Poursuivez la critique de l'album Dam Gonna Break à partir de sa dernière phrase.

- TEXTE SOURCE:
▬▬▬

« Je suis devenu un homme de l’Ouest à l’âge de 17 ans, pendant l’été 1944, en faisant de l’auto-stop à travers les États-Unis. J’ai eu le coup de foudre, une passion qui ne m’a jamais quitté ».
Ces phrases sont celles d’ Edward Abbey, dont les écrits écolo (pour faire court) et les essais auraient inspiré cet album de Manolo Redondo. Dans le recueil de textes Un fou ordinaire (1988) - source : Wikipedia - Edward Abbey se définit comme « un vrai « conservateur sauvage et utopiste, aux yeux écarquillés, au cœur sanglant » [...] qui a désormais compris qu’un système social radicalement industriel, totalement urbanisé et élégamment informatisé n’est pas apte à accueillir dignement la vie humaine. » « Certaines de ses prises de position (ndlr : et pas des moindres !) ont plus particulièrement prêté à controverse » ; cependant « Il dénonce la démesure industrielle pour ses effets destructeurs sur un territoire qu’il entend préserver, à l’instar des héros de son roman Le Gang de la clé à molette, dont le mot d’ordre est : « Garder ça comme c’était ».
Garder ça comme c’était. Risquée, cette maxime - surtout en art. Ne surtout pas garder ça « comme c’était », tout changer, muter, accepter le mouvement, se lancer dedans à bras-le-corps, se jeter à l’eau… Une fois je m’étais dit que je lirais Henry Thoreau, je l’ai acheté, et je l’ai à peine commencé que je l’ai prêté à mon beau-frère, pour ensuite divorcer (aucun rapport de cause à effet) alors je n’ai jamais revu le bouquin. Ce qui n’est pas totalement dramatique, mais on « garde » rarement « ça » comme c’était.
Preuve en est cet album-cadeau : Dam Gonna Break de Manolo Redondo qui va sortir dans quelques jours, il est tout neuf. Nous avions (kit de presse oblige) des a priori - pas forcément négatifs d’ailleurs (« Avec un son qui nous évoque The National, Sufjan Stevens ou bien Chad Van Gaalen, Manolo Redondo propose, une fois de plus, un album très riche, audacieux et à l’âme conquérante. » source : Exaholab promo) mais toutes ces références, ça faisait beaucoup pour un album.
Après quelques écoutes de Dam Gonna Break on pense à Syd Matters - un peu - et surtout surtout on ne pense à rien : une paix inédite nous envahit le temps que défilent les onze titres, et même après. En ceci, Dam Gonna Break est très réussi. Il rend l’auditeur contemplatif, au-delà des chansons, il lui permet de regarder loin, très loin, plus loin que la fenêtre ; il permet l’évasion, dans son sens le plus noble : rien ne compte plus que le moment présent, celui de l’écoute, mais en oubliant les mots, en oubliant de penser, sans cesser de ressentir des émotions. Serait-ce un album méditatif ? Peut-être bien.

▬▬▬

- DONNÉES FOURNIES:
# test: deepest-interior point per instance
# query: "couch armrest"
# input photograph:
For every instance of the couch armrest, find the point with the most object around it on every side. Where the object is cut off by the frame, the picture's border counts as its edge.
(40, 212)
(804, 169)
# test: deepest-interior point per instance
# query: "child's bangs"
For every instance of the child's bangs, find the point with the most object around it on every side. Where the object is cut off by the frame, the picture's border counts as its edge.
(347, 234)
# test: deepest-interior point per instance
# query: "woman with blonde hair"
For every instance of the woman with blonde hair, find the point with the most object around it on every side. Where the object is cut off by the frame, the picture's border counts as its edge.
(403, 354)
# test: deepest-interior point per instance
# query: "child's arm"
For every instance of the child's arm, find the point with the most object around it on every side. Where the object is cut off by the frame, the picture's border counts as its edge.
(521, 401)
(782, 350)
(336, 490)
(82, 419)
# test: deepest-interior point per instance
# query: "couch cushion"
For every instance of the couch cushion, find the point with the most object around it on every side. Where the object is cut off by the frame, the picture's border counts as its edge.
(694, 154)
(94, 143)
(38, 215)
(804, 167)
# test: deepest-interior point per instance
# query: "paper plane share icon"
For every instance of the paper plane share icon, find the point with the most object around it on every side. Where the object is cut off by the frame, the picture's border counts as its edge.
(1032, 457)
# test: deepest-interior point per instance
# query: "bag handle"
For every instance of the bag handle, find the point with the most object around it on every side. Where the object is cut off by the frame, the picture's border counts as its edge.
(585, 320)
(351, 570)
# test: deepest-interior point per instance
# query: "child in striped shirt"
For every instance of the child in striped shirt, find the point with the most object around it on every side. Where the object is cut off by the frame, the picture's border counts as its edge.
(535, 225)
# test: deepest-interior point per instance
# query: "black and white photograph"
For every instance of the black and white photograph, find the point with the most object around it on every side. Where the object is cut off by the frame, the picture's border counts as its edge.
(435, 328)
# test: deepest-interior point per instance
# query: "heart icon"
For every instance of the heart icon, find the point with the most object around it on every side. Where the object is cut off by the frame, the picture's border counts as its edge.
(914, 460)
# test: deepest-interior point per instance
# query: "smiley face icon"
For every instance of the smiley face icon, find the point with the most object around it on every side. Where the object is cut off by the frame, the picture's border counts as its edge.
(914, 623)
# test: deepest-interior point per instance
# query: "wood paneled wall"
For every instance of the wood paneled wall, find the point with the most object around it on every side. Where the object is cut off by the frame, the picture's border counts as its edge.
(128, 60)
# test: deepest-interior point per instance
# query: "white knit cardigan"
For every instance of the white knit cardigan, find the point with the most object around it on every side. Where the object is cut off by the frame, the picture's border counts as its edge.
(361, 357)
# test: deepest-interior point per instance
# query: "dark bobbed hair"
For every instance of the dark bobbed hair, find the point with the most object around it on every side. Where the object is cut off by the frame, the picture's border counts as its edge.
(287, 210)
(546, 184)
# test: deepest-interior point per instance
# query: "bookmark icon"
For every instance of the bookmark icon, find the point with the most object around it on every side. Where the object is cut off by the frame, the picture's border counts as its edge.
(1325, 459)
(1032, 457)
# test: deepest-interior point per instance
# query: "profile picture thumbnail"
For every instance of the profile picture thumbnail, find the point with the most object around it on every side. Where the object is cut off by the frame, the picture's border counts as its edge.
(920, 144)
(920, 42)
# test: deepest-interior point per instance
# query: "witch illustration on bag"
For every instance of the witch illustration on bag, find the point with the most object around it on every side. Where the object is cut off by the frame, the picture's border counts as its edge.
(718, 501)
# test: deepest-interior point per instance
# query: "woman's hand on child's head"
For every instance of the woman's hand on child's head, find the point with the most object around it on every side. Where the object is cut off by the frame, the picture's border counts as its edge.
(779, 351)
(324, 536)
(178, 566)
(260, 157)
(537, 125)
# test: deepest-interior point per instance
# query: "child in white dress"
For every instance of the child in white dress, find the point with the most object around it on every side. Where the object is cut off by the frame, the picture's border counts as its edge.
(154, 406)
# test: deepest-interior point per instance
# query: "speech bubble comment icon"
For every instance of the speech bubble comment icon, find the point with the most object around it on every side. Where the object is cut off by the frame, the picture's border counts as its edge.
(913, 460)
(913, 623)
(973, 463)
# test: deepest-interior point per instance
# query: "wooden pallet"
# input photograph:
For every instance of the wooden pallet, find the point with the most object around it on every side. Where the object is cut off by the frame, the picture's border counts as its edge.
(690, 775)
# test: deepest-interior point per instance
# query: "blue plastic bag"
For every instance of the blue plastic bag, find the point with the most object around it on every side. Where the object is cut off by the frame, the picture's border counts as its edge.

▬▬▬

- LE RÉSULTAT:
La voix de Manolo dégage une certaine puissance doublée de cette douceur (il ne chante pas FORT) qui a été mise en avant sur l’album, en studio (lequel ?). En attendant de le découvrir en live, on sent à l’écouter que Dam Gonna Break se fait une place à part, une place de choix, entre folk (c’est réducteur) country (non, en fait), rock ? Pop (mouais) ?
Un album très vivant, qui réveille. On soupçonne une sensibilité à la Neil Young dans cet observatoire que Manolo Redondo s’est construit sur le monde : il y joue et y chante très juste, et cet album est surprenant à plus d’un titre. Musicien en retrait mais pas asocial. Lucide mais pas jugeant. Quand on croit que c’est terminé, « Flowers » continue. Idem sur « Power », parce que la batterie et les accords de guitare s’arrêtent juste un instant, suspendus quelque part… Alors que l’on se demande où ils sont passés, et que l’on s’inquiète - à juste titre - de leur absence, il reviennent accompagnés de la basse.
C’est Spain qui réussissait ça très bien. Les premiers Devendra Banhart aussi. Manolo Redondo peut à son tour se targuer d’avoir situé son humilité juste où il faut : sur un promontoire d’où on pourra non seulement l’écouter, mais l’entendre. Entre grâce et force, entre sagesse et coups de folie, entre été et hiver. Dam Gonna Break ou rebattre les cartes d’un avenir plus joyeux, où le temps s’écoule sans exiger de nous que nous le rattrapions « Je voulais plus revenir ici / Je voulais plus revoir la nuit / Je voulais pas revenir ici / trottoirs bitume mouillés, les heures comme les années à errer toute la journée / Dans ma rivière à nager nu / j’étais bien, j’avais bu, j’étais loin ça m’a plu. »
La musique devrait être aussi simple que ces quelques confidences que Manolo Redondo nous chante sur cet unique titre francophone : ressentir la vie battre en soi, la dire, la vivre, accepter. C’est tout.